-------- TASK INPUTS --------
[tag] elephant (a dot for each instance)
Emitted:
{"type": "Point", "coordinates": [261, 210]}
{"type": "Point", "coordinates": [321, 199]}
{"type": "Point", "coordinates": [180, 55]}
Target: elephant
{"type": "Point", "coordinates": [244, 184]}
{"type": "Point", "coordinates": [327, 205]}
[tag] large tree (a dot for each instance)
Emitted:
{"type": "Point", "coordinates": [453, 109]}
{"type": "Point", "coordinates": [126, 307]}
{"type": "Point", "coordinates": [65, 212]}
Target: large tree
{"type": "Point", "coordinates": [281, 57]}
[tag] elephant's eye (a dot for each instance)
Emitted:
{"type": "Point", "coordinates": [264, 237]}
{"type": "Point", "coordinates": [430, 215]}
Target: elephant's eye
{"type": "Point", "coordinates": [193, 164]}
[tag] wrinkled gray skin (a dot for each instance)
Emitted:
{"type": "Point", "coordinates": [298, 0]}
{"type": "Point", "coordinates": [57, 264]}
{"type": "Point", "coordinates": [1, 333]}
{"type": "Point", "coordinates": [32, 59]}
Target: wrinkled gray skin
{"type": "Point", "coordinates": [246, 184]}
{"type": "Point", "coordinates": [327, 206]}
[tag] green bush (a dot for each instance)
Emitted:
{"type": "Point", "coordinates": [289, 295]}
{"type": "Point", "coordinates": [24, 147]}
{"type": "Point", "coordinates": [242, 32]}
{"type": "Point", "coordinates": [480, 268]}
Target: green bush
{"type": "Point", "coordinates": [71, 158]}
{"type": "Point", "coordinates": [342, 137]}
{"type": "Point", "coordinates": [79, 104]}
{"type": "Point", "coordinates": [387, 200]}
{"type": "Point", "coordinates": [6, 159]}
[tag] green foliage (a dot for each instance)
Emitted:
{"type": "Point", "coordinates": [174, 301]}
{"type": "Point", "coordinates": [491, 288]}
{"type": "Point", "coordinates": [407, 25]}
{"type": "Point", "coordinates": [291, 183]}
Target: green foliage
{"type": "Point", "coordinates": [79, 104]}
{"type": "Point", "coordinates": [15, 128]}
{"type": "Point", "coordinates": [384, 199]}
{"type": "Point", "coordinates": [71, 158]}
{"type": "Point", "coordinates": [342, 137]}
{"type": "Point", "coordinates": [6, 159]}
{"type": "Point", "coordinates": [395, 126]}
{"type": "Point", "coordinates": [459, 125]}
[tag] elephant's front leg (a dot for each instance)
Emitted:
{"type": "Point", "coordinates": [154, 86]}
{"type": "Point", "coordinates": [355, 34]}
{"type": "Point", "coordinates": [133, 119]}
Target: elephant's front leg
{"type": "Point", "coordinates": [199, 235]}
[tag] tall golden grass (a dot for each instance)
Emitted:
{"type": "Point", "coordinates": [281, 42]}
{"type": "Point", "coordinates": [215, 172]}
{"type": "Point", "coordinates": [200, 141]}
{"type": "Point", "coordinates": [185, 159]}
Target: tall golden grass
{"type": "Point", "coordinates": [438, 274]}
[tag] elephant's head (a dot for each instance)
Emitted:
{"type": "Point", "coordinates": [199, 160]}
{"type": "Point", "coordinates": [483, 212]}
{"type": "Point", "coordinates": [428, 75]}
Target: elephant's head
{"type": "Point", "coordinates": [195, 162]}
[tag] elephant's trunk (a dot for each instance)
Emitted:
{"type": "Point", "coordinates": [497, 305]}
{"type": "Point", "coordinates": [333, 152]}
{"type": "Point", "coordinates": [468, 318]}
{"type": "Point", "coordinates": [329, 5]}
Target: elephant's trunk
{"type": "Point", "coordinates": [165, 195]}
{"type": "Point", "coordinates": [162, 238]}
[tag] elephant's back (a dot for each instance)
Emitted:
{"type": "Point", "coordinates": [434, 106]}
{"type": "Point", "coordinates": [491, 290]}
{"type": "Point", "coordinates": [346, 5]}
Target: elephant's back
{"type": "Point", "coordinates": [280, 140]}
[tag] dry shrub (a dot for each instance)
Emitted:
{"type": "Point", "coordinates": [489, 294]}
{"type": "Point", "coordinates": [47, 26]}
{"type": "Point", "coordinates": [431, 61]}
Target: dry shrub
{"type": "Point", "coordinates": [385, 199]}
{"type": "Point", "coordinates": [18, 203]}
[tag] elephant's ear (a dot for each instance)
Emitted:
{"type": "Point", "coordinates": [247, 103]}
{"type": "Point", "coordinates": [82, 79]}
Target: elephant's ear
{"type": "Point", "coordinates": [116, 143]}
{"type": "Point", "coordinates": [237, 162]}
--------
_EXERCISE AIM:_ Take the line containing "[tag] elephant's ear" and each line after it up to the last line of the listing, and print them exactly.

_YOUR RESPONSE:_
[tag] elephant's ear (a dot for each instance)
Emitted:
{"type": "Point", "coordinates": [247, 103]}
{"type": "Point", "coordinates": [82, 79]}
Target: elephant's ear
{"type": "Point", "coordinates": [116, 143]}
{"type": "Point", "coordinates": [237, 162]}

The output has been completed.